Selected text -
BEGIN

Sponsored Link
Black Friday Exclusive — Become a Complete Senior iOS Developer with the iOS Lead Essentials
This Black Friday, unlock over 40 hours of expert training, mentorship, and community support to secure your place among the best devs. Click for early access to this limited offer.
News
The visionOS 2.2 Ultrawide Display
Is this the feature you’ve been waiting for to invest in a Vision Pro? You’ll never get a monitor this big on your desk!
New Broadcast Push Notification Metrics in the Push Notifications Console
Apple’s Push Notifications Console was already a great resource, and it continues to get better. Now you can send thousands of notifications with a single call and know if they were received. 👍
Code
SwiftUI Self-Sizing Flow Layouts
What a great article from Keith Harrison on self-sizing flow layouts. I can hear you asking, “What’s a self-sizing flow layout?” Think about a grid that sizes and adjusts its layout as its content grows. For example, if each cell had dynamic type in it and you wanted to grow the cells rather than clip.
Exploring Apple Intelligence's Writing Tools
Did you know you can control how users interact with iOS 18.1’s new Writing Tools inside your app? Antonella Giugliano and Matteo Altobello are here to explain what options you have in both SwiftUI and UIKit. It might be worth a quick run-through of your app to see if they behave as you expect in each of your text fields after reading this.
A Complete Guide to Implementing Live Activities
It’s been a couple of years since Apple added Live Activities to iOS, but they’re still quite rare to see in apps. Part of that is that they only suit certain types of apps, but is the other part that people don't know exactly how to implement them? Radhika Saliya has a great guide on getting one up and running.
Design
Oh no, I need to design a tinted app icon
Complex icons simply don’t translate easily into tinted icons.
The article is a great look at the compromises that you might need to make to ship a great looking tintable app icon with your app.
Jobs
Staff Software Engineer - iOS @ NewStore – Join NewStore and be part of a forward-thinking team dedicated to crafting exceptional mobile experiences. We embrace TDD, pairing, and best engineering principles, fostering an environment where you can lead, inspire, and help shape the future of our iOS engineering culture. – Remote (within European timezones) with some on-site work (Germany, Netherlands, or United Kingdom)
Senior iOS Developer @ komoot – You’ll team up with six world-class iOS engineers, take over full responsibility for our iOS app, and develop diverse features for navigation, routing, social interaction, and content visualization that will make your work challenging and fun. – Remote (within European timezones)
Is your company hiring? You can advertise open Swift and Apple platform positions for free over on iOS Dev Jobs. No catch. Really, for free.

END

What this task involves - Decide whether each statement agrees with the newsletter, answering yes or no and quoting the words that settle it: (a) Keith Harrison wrote the piece on Apple Intelligence's Writing Tools; (b) the komoot role means joining a team of six iOS engineers; (c) the NewStore position is fully remote with no on-site work. The rows below have no connection to the newsletter above.

Segmentation mask data -
BEGIN

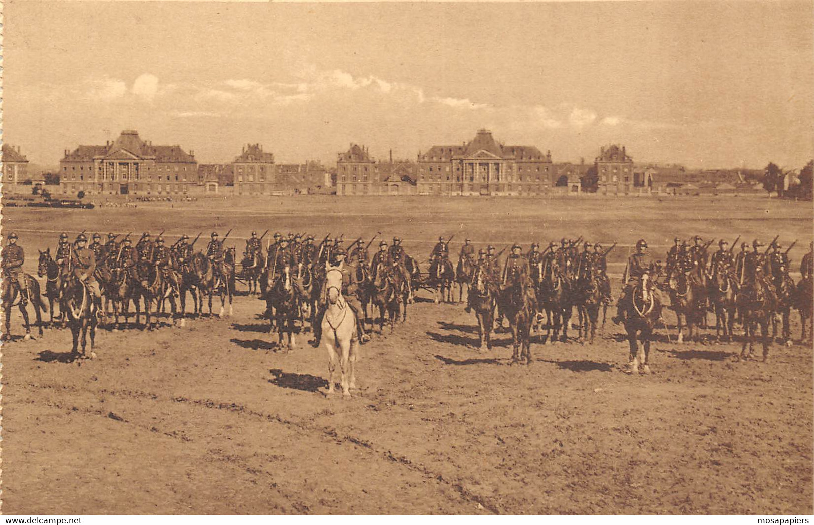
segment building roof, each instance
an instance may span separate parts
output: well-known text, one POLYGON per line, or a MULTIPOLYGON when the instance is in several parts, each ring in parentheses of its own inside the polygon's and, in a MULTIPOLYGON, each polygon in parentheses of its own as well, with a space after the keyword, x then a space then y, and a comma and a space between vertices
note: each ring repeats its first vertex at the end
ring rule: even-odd
POLYGON ((90 162, 94 158, 149 159, 155 162, 195 162, 195 155, 180 146, 153 146, 138 136, 134 129, 125 129, 119 138, 104 146, 79 146, 66 151, 63 162, 90 162))
POLYGON ((624 147, 616 144, 611 144, 607 147, 603 146, 596 160, 597 162, 633 162, 633 159, 625 152, 624 147))
POLYGON ((0 158, 2 162, 28 162, 25 155, 20 152, 20 147, 16 149, 11 144, 2 145, 2 156, 0 158))
POLYGON ((339 154, 337 162, 374 162, 370 152, 364 146, 351 144, 348 151, 339 154))
POLYGON ((433 146, 423 155, 419 154, 418 160, 444 162, 454 158, 470 159, 476 156, 551 162, 550 151, 543 155, 534 146, 505 146, 496 141, 488 129, 479 129, 475 138, 462 146, 433 146))
POLYGON ((274 164, 274 155, 264 151, 261 144, 247 144, 243 147, 243 152, 234 159, 234 162, 274 164))

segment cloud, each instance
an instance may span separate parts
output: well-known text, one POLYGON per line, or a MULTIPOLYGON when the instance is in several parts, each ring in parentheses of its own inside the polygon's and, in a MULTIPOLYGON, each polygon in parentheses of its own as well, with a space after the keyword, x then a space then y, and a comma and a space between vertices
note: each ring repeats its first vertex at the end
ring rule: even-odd
POLYGON ((151 73, 143 73, 133 82, 133 94, 142 97, 145 100, 152 102, 158 93, 158 77, 151 73))
POLYGON ((589 109, 574 107, 568 116, 568 121, 575 128, 584 128, 589 124, 593 124, 597 120, 597 114, 589 109))
POLYGON ((120 98, 127 93, 125 81, 104 77, 98 80, 90 80, 85 94, 92 99, 113 100, 120 98))

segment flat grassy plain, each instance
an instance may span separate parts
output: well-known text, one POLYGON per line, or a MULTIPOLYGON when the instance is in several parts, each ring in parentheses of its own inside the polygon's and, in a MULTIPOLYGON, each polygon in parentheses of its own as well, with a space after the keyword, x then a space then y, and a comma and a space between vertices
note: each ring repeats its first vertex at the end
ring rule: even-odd
MULTIPOLYGON (((672 238, 778 233, 795 266, 810 203, 768 199, 347 199, 3 210, 4 234, 35 249, 60 231, 166 230, 239 249, 252 230, 377 231, 419 259, 439 234, 476 245, 584 235, 666 252, 672 238), (231 244, 231 243, 230 243, 231 244)), ((200 243, 201 241, 199 241, 200 243)), ((196 247, 203 248, 205 244, 196 247)), ((614 268, 611 268, 613 270, 614 268)), ((615 293, 618 283, 614 283, 615 293)), ((425 295, 424 298, 427 297, 425 295)), ((536 339, 508 366, 510 336, 480 353, 474 315, 420 301, 364 345, 359 395, 326 399, 326 352, 286 353, 235 298, 234 315, 99 330, 98 358, 68 362, 70 334, 2 346, 6 514, 810 514, 814 380, 808 345, 735 363, 740 344, 675 342, 659 330, 650 376, 619 372, 620 330, 593 344, 536 339)), ((20 334, 12 313, 12 330, 20 334)), ((668 317, 668 322, 671 319, 668 317)), ((799 322, 793 314, 794 338, 799 322)))

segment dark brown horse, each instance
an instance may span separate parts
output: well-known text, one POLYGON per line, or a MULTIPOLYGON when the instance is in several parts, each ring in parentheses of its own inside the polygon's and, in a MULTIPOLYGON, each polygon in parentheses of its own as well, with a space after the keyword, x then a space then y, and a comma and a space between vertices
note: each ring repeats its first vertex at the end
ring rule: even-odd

END

Completed exercise -
(a) No: "Antonella Giugliano and Matteo Altobello are here to explain what options you have in both SwiftUI and UIKit."
(b) Yes: "You’ll team up with six world-class iOS engineers"
(c) No: "Remote (within European timezones) with some on-site work (Germany, Netherlands, or United Kingdom)"